(Work required) Make an exact copy of every entry, leaving the pictures out.

---- Data listing

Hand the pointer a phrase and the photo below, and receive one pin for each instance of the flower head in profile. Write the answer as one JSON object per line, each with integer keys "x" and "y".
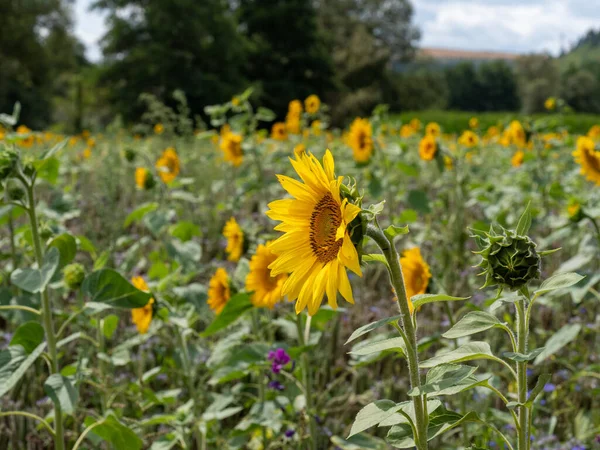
{"x": 316, "y": 248}
{"x": 266, "y": 288}
{"x": 588, "y": 158}
{"x": 231, "y": 146}
{"x": 168, "y": 165}
{"x": 416, "y": 273}
{"x": 235, "y": 240}
{"x": 433, "y": 129}
{"x": 219, "y": 291}
{"x": 427, "y": 148}
{"x": 360, "y": 139}
{"x": 312, "y": 104}
{"x": 142, "y": 317}
{"x": 468, "y": 139}
{"x": 279, "y": 131}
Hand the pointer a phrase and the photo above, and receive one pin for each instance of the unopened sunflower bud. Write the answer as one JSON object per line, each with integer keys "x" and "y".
{"x": 73, "y": 276}
{"x": 508, "y": 260}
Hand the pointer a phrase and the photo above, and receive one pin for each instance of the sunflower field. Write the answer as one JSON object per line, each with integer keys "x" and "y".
{"x": 253, "y": 284}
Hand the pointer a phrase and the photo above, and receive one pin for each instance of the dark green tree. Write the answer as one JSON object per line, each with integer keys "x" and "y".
{"x": 159, "y": 46}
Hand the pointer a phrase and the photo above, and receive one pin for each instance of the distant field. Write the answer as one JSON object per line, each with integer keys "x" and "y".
{"x": 457, "y": 121}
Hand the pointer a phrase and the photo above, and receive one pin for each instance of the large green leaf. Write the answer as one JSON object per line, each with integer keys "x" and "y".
{"x": 28, "y": 335}
{"x": 14, "y": 361}
{"x": 371, "y": 326}
{"x": 115, "y": 433}
{"x": 233, "y": 310}
{"x": 473, "y": 322}
{"x": 108, "y": 286}
{"x": 36, "y": 280}
{"x": 557, "y": 341}
{"x": 62, "y": 392}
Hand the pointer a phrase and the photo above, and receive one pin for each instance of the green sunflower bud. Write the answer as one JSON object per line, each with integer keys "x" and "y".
{"x": 508, "y": 260}
{"x": 73, "y": 276}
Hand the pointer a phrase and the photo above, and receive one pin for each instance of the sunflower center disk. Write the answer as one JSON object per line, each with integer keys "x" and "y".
{"x": 324, "y": 222}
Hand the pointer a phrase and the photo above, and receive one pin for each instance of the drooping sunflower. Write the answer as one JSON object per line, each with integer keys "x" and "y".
{"x": 360, "y": 139}
{"x": 316, "y": 248}
{"x": 416, "y": 273}
{"x": 168, "y": 165}
{"x": 278, "y": 131}
{"x": 266, "y": 288}
{"x": 235, "y": 240}
{"x": 588, "y": 158}
{"x": 427, "y": 148}
{"x": 219, "y": 291}
{"x": 231, "y": 146}
{"x": 142, "y": 317}
{"x": 312, "y": 104}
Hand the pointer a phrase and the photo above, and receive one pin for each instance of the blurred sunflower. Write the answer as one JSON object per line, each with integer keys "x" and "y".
{"x": 231, "y": 146}
{"x": 433, "y": 129}
{"x": 168, "y": 165}
{"x": 316, "y": 248}
{"x": 588, "y": 158}
{"x": 218, "y": 291}
{"x": 360, "y": 139}
{"x": 142, "y": 317}
{"x": 266, "y": 288}
{"x": 427, "y": 148}
{"x": 278, "y": 131}
{"x": 312, "y": 104}
{"x": 416, "y": 273}
{"x": 235, "y": 240}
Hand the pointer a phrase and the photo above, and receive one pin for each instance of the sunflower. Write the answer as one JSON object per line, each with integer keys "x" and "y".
{"x": 416, "y": 273}
{"x": 231, "y": 146}
{"x": 517, "y": 158}
{"x": 360, "y": 139}
{"x": 218, "y": 290}
{"x": 312, "y": 104}
{"x": 427, "y": 148}
{"x": 278, "y": 131}
{"x": 588, "y": 158}
{"x": 316, "y": 248}
{"x": 168, "y": 165}
{"x": 235, "y": 240}
{"x": 142, "y": 317}
{"x": 266, "y": 288}
{"x": 433, "y": 129}
{"x": 468, "y": 139}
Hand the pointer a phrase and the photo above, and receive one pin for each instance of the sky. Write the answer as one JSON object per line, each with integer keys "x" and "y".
{"x": 517, "y": 26}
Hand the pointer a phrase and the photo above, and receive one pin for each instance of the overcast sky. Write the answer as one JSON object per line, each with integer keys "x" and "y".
{"x": 498, "y": 25}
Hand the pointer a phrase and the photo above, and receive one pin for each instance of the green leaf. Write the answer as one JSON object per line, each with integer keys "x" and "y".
{"x": 557, "y": 341}
{"x": 373, "y": 414}
{"x": 108, "y": 286}
{"x": 520, "y": 357}
{"x": 466, "y": 352}
{"x": 36, "y": 280}
{"x": 138, "y": 214}
{"x": 67, "y": 247}
{"x": 473, "y": 322}
{"x": 234, "y": 309}
{"x": 29, "y": 335}
{"x": 109, "y": 325}
{"x": 392, "y": 231}
{"x": 421, "y": 299}
{"x": 62, "y": 392}
{"x": 559, "y": 281}
{"x": 115, "y": 433}
{"x": 524, "y": 221}
{"x": 371, "y": 326}
{"x": 14, "y": 361}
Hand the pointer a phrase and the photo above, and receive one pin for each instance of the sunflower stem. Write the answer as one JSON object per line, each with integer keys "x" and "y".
{"x": 306, "y": 380}
{"x": 397, "y": 280}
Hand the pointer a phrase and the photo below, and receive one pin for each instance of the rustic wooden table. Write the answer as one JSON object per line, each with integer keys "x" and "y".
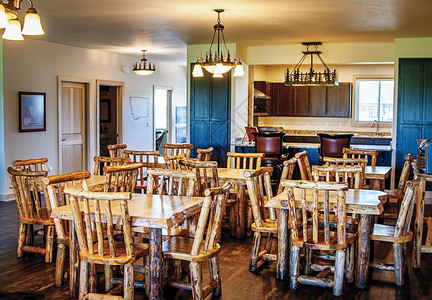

--------

(Task answer)
Hand the pointer a phrase and the photo below, and receive one pin for each instance of the flower head in profile. Write the answer as one JSON object per line, each with integer keys "x" and "y".
{"x": 316, "y": 248}
{"x": 266, "y": 288}
{"x": 588, "y": 158}
{"x": 231, "y": 146}
{"x": 168, "y": 165}
{"x": 416, "y": 273}
{"x": 235, "y": 240}
{"x": 433, "y": 129}
{"x": 219, "y": 291}
{"x": 427, "y": 148}
{"x": 360, "y": 139}
{"x": 312, "y": 104}
{"x": 142, "y": 317}
{"x": 468, "y": 139}
{"x": 279, "y": 131}
Hand the pointer a phrase and the photo above, and receive one pin for each instance of the unopened sunflower bud. Write the answer as one JSON object per line, each with integer keys "x" and "y".
{"x": 73, "y": 276}
{"x": 508, "y": 260}
Hand the pointer a phrase and the photo above, and receive one pin for each instance of the sunflower field. Write the answer as one JSON object per line, each with integer keys "x" and "y".
{"x": 253, "y": 284}
Hand the pointer a phrase and the photo above, and receive one pin for each instance of the dark green tree. Write the answer as one JSON object per line, each with integer keys "x" and "y".
{"x": 159, "y": 46}
Hand the pointer a phrase and the photo above, and receive one pin for each instance of the distant field. Write the answer as one JSON object per line, each with integer keys "x" and "y".
{"x": 457, "y": 121}
Hand the pointer a phrase and the photo above, and receive one pin for each instance of the large green leaf. Write the answer as one JSON object per line, each with integer keys "x" and "y".
{"x": 28, "y": 335}
{"x": 14, "y": 361}
{"x": 371, "y": 326}
{"x": 115, "y": 433}
{"x": 233, "y": 310}
{"x": 473, "y": 322}
{"x": 108, "y": 286}
{"x": 36, "y": 280}
{"x": 557, "y": 341}
{"x": 62, "y": 392}
Hand the pointer a phrase and the photo above, and receive one pin for each instance of the green sunflower bud. Write the answer as one JSON object per line, each with integer keys "x" and "y".
{"x": 508, "y": 260}
{"x": 73, "y": 276}
Hand the pointer a phrase and the photo above, and receive one pin for each instance of the sunflower center disk. Write the answer as one JSON object per line, each with integer keys "x" and "y".
{"x": 324, "y": 222}
Hand the pointer a phrase and the photo above, and receive one pin for each instance of the drooping sunflower. Write the answer as one JSON object per line, each with integer keys "x" and "y".
{"x": 360, "y": 139}
{"x": 316, "y": 248}
{"x": 416, "y": 273}
{"x": 168, "y": 165}
{"x": 278, "y": 131}
{"x": 266, "y": 288}
{"x": 235, "y": 240}
{"x": 588, "y": 158}
{"x": 427, "y": 148}
{"x": 219, "y": 291}
{"x": 231, "y": 146}
{"x": 142, "y": 317}
{"x": 312, "y": 104}
Hand the pointer a phrase and the photo above, and receive one pin for each instance of the blurred sunflower. Write the answer as one JSON object per line, each with integer keys "x" and "y".
{"x": 231, "y": 146}
{"x": 433, "y": 129}
{"x": 168, "y": 165}
{"x": 316, "y": 248}
{"x": 588, "y": 158}
{"x": 218, "y": 291}
{"x": 360, "y": 139}
{"x": 142, "y": 317}
{"x": 266, "y": 288}
{"x": 427, "y": 148}
{"x": 278, "y": 131}
{"x": 312, "y": 104}
{"x": 416, "y": 273}
{"x": 235, "y": 240}
Hand the pointer a phrase and the photo above, and receive one pin for each instance of the sunflower. Write the answer as one JSON object per line, each with integer keys "x" and "y".
{"x": 416, "y": 273}
{"x": 231, "y": 146}
{"x": 517, "y": 158}
{"x": 360, "y": 139}
{"x": 218, "y": 290}
{"x": 312, "y": 104}
{"x": 427, "y": 148}
{"x": 278, "y": 131}
{"x": 588, "y": 158}
{"x": 316, "y": 248}
{"x": 168, "y": 165}
{"x": 235, "y": 240}
{"x": 142, "y": 317}
{"x": 266, "y": 288}
{"x": 433, "y": 129}
{"x": 468, "y": 139}
Hand the pointer a phrase and the photo above, and receive one pin for each instance of the sky. Write the answer as one JSON object per line, each with integer keys "x" and "y".
{"x": 517, "y": 26}
Hand the pointer a phrase and the photo above, and receive one pin for each instance of the overcast sky. Write the answer as one JSON object per line, each with integer keys "x" and "y".
{"x": 498, "y": 25}
Hand the pointer a phrase and the photo above, and receive one pin for each instance of the green leaf. Write the answer as one JSON object per line, each with integer keys "x" and "y".
{"x": 557, "y": 341}
{"x": 373, "y": 414}
{"x": 108, "y": 286}
{"x": 520, "y": 357}
{"x": 466, "y": 352}
{"x": 36, "y": 280}
{"x": 138, "y": 214}
{"x": 67, "y": 247}
{"x": 473, "y": 322}
{"x": 234, "y": 309}
{"x": 29, "y": 335}
{"x": 109, "y": 325}
{"x": 392, "y": 231}
{"x": 421, "y": 299}
{"x": 62, "y": 392}
{"x": 559, "y": 281}
{"x": 115, "y": 433}
{"x": 524, "y": 221}
{"x": 371, "y": 326}
{"x": 14, "y": 361}
Hand the pointer a phrase and the photo above, and receive one pin for each instance of the sunflower stem. Write the answer as one JSON object per line, each with integer keys "x" and "y".
{"x": 306, "y": 380}
{"x": 397, "y": 280}
Hand the pointer a phrase and the photo below, and receive one pin for each instance of the rustic wooden table. Write the answer as one JSON object per line, each with integer keys "x" and "y".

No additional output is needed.